═════ Material supplied

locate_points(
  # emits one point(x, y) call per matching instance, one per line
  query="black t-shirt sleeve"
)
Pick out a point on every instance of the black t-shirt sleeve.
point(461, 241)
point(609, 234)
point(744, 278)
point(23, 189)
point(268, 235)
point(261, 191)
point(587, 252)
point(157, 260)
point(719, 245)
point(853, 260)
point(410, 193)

══════════

Problem
Word for word, extract all the records.

Problem solution
locate_points(
  # emits one point(x, y) call per matching instance, one per line
  query="black t-shirt sleeve"
)
Pick out a point on every instance of the black t-shirt sleeve.
point(461, 241)
point(609, 234)
point(744, 278)
point(23, 189)
point(268, 235)
point(261, 191)
point(587, 252)
point(157, 260)
point(719, 245)
point(853, 260)
point(410, 193)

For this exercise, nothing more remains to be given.